EXTRAIT FOURNI:
━━━━━━

Complexe tâche que de définir avec exactitude la musique ambient. Le genre est riche d’histoires, d’artistes éminents et a depuis infiltré tellement de styles musicaux et de productions artistiques, que derrière cette désignation se trouve un univers immense. Comme si on voulait définir l’océan en ne pouvant décrire qu’une goutte d’eau.
Cette abstraction de l’étiquette peut rendre l’exploration impressionnante pour les audionautes non confirmés : allez-vous accoster à répétition sur des disques de drones agressifs ou des boucles interminablement longues et uniformes ?

━━━━━━

ENREGISTREMENTS DU CORPUS:
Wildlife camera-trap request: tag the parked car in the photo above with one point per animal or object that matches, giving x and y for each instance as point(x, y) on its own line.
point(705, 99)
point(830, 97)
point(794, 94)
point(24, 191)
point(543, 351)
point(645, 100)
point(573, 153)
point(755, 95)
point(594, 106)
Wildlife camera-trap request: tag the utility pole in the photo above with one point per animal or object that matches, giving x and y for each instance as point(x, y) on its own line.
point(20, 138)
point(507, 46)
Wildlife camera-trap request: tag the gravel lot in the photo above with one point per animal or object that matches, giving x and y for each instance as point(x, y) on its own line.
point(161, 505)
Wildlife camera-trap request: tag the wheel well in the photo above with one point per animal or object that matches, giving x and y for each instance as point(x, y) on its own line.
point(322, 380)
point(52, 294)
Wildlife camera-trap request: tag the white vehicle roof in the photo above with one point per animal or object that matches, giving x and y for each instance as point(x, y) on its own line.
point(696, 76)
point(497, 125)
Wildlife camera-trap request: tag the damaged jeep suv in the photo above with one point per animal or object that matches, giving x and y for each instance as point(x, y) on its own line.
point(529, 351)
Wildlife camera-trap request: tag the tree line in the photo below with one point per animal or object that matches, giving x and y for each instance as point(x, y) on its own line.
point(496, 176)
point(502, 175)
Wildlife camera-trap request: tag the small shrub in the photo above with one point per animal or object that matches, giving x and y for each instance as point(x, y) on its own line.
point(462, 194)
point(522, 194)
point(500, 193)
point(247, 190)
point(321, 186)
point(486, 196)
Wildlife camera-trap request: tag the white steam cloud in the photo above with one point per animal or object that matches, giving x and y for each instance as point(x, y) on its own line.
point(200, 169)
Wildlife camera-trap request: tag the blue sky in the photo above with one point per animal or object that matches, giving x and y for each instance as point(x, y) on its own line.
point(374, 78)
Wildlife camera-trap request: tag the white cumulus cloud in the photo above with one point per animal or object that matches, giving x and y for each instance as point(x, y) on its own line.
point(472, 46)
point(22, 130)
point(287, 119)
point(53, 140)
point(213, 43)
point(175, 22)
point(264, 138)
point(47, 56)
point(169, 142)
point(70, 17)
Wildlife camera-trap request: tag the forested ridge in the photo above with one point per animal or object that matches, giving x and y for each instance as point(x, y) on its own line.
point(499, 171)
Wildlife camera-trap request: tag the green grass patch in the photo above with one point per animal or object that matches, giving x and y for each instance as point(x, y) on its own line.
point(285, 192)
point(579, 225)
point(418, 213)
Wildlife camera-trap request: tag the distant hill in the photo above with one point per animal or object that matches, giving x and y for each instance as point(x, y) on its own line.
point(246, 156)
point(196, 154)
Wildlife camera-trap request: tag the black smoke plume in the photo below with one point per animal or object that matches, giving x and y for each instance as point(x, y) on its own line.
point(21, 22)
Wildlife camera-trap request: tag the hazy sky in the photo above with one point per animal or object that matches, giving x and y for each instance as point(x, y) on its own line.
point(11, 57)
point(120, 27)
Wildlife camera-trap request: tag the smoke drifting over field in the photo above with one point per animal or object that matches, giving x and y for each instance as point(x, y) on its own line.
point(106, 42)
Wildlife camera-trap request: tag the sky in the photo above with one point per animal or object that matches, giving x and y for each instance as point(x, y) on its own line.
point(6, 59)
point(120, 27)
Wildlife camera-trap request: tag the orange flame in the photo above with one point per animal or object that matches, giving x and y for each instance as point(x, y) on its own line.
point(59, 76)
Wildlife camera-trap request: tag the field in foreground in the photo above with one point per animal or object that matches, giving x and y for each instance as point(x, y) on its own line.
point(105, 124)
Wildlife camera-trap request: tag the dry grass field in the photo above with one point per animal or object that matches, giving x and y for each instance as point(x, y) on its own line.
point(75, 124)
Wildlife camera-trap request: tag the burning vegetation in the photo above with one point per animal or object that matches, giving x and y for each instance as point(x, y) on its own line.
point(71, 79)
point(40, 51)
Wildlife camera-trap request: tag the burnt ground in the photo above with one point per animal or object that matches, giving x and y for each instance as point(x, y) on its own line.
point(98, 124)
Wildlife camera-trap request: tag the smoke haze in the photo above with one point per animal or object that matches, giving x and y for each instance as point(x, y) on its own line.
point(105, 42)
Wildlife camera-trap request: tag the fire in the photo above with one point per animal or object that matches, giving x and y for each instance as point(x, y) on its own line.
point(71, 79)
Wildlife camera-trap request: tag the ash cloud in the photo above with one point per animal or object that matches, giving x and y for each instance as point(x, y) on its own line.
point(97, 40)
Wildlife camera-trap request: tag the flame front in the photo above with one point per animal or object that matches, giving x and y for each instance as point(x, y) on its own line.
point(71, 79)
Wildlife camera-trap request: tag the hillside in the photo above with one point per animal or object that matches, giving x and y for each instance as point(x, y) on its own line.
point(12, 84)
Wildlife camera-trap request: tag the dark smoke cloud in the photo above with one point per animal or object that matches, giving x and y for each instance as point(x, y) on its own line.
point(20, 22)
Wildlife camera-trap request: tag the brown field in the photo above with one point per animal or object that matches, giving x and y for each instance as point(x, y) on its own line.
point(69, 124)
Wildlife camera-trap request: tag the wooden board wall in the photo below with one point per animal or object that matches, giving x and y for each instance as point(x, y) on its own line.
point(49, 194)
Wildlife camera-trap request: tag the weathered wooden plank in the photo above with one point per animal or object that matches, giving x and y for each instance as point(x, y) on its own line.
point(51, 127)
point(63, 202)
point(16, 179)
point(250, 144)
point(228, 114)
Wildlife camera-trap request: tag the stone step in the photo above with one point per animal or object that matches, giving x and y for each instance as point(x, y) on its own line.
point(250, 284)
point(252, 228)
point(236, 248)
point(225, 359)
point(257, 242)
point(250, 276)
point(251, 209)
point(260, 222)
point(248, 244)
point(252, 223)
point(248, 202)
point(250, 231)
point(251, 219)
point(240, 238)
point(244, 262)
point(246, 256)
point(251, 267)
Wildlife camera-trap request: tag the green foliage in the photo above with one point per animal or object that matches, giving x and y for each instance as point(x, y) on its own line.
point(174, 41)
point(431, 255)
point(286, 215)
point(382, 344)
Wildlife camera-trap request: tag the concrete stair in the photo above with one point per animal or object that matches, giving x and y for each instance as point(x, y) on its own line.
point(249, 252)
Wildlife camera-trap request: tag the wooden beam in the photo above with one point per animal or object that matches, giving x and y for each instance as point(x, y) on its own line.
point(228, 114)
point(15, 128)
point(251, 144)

━━━━━━

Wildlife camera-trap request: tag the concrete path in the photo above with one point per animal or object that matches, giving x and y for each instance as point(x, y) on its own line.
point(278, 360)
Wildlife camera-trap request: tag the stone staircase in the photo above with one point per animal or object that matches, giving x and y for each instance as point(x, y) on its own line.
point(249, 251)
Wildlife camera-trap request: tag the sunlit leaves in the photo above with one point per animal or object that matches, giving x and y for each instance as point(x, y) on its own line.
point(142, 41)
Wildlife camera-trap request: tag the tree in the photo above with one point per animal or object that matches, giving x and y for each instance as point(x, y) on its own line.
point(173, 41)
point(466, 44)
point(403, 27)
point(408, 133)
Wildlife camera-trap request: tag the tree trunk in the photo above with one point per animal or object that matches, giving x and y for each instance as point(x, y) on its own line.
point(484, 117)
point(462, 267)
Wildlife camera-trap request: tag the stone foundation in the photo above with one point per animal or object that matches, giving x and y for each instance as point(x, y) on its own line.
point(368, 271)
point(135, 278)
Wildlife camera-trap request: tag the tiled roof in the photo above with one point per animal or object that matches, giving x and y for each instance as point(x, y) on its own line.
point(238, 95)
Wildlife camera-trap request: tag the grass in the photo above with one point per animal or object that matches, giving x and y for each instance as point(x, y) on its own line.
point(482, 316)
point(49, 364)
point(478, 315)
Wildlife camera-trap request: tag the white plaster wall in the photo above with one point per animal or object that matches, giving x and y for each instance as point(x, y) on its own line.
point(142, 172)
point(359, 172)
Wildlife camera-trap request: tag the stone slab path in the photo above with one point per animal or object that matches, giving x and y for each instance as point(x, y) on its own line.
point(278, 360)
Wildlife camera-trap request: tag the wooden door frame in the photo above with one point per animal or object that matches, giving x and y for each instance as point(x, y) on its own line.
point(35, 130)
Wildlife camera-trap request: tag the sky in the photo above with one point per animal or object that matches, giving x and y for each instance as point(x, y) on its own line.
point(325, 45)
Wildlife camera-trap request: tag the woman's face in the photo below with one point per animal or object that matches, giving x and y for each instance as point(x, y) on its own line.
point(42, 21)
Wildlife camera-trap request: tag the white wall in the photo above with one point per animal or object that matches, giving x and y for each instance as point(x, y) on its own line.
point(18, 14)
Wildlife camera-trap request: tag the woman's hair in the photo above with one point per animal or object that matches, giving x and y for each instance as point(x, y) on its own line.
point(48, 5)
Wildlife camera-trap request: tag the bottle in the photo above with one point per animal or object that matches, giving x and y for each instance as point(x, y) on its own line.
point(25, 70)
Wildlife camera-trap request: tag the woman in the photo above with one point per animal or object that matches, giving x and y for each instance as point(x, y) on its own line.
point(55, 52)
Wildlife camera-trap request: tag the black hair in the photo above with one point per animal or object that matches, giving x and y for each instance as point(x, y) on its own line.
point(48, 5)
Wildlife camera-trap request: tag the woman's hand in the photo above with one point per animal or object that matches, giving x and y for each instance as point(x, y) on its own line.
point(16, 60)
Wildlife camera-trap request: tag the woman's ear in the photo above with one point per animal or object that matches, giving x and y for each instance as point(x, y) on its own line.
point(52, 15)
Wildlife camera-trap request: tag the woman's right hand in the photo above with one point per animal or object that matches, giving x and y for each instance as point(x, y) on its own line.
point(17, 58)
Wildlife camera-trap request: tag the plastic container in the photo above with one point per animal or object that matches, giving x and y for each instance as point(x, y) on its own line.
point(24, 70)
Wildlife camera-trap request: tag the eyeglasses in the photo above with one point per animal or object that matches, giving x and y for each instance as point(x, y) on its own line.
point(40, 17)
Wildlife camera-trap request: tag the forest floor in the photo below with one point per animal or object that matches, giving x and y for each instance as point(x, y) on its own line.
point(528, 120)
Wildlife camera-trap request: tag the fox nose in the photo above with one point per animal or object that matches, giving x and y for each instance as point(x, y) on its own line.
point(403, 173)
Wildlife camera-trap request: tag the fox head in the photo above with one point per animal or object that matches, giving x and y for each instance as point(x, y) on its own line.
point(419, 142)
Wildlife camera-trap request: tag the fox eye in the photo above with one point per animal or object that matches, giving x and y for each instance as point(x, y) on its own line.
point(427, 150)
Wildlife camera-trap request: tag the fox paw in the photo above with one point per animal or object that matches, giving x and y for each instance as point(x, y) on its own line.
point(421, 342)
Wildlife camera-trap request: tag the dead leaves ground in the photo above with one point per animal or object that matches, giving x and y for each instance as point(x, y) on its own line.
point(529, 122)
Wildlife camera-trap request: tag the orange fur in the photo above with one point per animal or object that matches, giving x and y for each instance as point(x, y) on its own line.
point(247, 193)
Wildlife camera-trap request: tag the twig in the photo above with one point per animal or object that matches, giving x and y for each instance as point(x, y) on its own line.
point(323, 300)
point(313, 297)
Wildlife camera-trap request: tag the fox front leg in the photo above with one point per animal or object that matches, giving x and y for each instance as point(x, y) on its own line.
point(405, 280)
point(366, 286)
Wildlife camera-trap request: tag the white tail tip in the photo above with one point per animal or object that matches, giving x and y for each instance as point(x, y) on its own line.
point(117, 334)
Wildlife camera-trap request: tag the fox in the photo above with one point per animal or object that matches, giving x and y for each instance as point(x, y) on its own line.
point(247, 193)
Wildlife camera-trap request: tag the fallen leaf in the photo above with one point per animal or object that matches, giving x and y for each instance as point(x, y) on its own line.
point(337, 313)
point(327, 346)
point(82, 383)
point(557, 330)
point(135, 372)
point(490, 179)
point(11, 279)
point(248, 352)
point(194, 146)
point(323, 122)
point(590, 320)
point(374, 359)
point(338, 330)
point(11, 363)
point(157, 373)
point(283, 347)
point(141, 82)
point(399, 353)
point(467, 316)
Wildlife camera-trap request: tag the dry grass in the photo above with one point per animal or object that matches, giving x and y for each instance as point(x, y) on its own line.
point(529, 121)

━━━━━━

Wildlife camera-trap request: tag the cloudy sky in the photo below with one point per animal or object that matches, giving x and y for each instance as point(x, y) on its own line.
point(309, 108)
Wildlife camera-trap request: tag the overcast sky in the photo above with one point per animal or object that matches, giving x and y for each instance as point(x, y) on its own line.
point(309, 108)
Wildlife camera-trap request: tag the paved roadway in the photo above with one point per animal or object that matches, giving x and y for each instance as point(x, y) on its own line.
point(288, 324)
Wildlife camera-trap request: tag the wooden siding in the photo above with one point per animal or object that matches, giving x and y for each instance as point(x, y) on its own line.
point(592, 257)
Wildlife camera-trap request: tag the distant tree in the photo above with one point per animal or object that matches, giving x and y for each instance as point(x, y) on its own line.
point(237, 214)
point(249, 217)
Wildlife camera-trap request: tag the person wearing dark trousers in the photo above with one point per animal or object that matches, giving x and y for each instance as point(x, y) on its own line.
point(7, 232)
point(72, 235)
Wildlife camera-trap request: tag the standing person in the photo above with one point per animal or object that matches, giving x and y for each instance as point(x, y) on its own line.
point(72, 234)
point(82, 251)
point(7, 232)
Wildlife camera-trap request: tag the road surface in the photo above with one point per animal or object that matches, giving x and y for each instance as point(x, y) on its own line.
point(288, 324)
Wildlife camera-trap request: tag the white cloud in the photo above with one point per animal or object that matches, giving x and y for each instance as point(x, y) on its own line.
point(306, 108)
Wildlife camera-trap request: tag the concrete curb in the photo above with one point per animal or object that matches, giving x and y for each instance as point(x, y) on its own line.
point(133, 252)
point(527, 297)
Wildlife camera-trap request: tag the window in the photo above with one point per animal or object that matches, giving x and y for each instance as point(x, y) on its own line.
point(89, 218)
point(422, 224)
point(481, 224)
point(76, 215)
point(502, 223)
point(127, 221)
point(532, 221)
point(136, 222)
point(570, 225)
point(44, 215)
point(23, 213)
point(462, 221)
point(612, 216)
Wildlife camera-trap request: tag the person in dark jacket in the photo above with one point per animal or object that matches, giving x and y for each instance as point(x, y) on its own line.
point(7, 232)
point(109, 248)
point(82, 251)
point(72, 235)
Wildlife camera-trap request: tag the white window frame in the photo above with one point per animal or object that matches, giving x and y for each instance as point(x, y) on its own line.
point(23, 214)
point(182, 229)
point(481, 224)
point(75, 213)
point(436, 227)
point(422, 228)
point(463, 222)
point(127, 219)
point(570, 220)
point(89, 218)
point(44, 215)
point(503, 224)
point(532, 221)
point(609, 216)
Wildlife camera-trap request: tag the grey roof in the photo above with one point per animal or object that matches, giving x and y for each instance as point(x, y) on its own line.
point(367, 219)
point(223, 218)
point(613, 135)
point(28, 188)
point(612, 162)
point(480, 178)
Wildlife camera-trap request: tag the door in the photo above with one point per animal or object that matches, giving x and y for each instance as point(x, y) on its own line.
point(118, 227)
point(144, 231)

━━━━━━

TRAVAIL DEMANDÉ:
Répondez aux questions suivantes à partir du texte sur la musique ambient ci-dessus :
1. De quoi ce genre est-il riche, selon le texte ?
2. À quoi le texte compare-t-il le fait de vouloir définir la musique ambient ?
3. Sur quoi les audionautes non confirmés risquent-ils d'accoster à répétition ?

CORRIGÉ PROPOSÉ:
1. D'histoires et d'artistes éminents.
2. Au fait de vouloir définir l'océan en ne pouvant décrire qu'une goutte d'eau.
3. Sur des disques de drones agressifs ou des boucles interminablement longues et uniformes.